◆ **DIRECTIONS FOR THIS TASK**: Return only this: the line with "of the yellow" and all the lines that follow it below, through the final one, exactly as they are.

::::

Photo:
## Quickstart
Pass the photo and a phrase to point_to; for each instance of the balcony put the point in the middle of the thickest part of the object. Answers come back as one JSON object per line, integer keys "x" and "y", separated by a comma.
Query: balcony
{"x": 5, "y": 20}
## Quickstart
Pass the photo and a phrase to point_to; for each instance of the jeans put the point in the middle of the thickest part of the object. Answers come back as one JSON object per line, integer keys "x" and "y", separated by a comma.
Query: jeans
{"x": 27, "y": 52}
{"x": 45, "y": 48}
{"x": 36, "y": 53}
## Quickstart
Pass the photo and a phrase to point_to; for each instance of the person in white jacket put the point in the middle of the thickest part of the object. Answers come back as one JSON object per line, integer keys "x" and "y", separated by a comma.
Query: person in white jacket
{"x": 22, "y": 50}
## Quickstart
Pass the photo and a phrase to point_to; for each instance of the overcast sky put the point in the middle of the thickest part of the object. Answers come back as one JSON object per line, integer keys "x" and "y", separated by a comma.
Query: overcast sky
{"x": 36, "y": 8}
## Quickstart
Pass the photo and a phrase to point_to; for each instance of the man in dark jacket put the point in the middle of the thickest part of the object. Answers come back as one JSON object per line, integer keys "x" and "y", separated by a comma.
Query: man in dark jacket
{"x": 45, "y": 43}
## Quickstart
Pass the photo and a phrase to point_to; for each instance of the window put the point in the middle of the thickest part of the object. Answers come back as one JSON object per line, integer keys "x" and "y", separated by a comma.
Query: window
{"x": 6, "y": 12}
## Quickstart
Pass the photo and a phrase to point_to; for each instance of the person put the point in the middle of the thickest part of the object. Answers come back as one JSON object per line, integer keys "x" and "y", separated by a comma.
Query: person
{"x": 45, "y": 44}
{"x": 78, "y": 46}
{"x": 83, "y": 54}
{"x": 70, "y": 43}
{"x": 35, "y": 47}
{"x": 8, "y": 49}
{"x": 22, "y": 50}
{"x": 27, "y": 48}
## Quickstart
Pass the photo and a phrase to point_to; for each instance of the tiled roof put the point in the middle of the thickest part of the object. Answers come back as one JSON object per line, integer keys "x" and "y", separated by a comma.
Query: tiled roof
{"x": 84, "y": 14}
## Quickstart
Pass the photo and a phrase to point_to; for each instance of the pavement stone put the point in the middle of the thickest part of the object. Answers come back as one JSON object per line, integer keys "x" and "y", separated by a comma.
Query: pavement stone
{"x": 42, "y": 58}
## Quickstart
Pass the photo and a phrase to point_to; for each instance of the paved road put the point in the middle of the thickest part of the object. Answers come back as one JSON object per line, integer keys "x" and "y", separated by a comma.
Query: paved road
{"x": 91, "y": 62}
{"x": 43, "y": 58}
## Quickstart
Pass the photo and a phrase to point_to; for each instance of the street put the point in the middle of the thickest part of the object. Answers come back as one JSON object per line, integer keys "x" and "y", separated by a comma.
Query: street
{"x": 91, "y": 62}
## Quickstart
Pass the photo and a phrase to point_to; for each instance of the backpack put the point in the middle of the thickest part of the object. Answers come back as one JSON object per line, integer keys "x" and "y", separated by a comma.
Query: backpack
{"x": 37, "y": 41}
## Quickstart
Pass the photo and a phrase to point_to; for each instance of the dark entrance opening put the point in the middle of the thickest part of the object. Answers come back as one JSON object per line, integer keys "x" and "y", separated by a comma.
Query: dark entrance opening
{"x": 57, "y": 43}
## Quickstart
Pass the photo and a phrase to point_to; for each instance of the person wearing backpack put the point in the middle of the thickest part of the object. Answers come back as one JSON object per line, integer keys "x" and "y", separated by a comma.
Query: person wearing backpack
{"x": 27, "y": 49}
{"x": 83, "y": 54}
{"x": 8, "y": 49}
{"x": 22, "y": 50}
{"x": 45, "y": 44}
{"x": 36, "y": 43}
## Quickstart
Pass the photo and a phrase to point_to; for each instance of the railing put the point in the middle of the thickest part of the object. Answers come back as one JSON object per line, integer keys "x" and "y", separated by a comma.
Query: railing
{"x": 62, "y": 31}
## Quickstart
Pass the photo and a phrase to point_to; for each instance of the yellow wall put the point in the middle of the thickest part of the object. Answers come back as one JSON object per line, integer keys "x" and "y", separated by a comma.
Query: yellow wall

::::

◆ **ANSWER TO THE EXERCISE**:
Pass the photo and a phrase to point_to; for each instance of the yellow wall put the point in the middle of the thickest part of the object. Answers come back as one JSON object per line, integer keys "x" and "y", separated by a comma.
Query: yellow wall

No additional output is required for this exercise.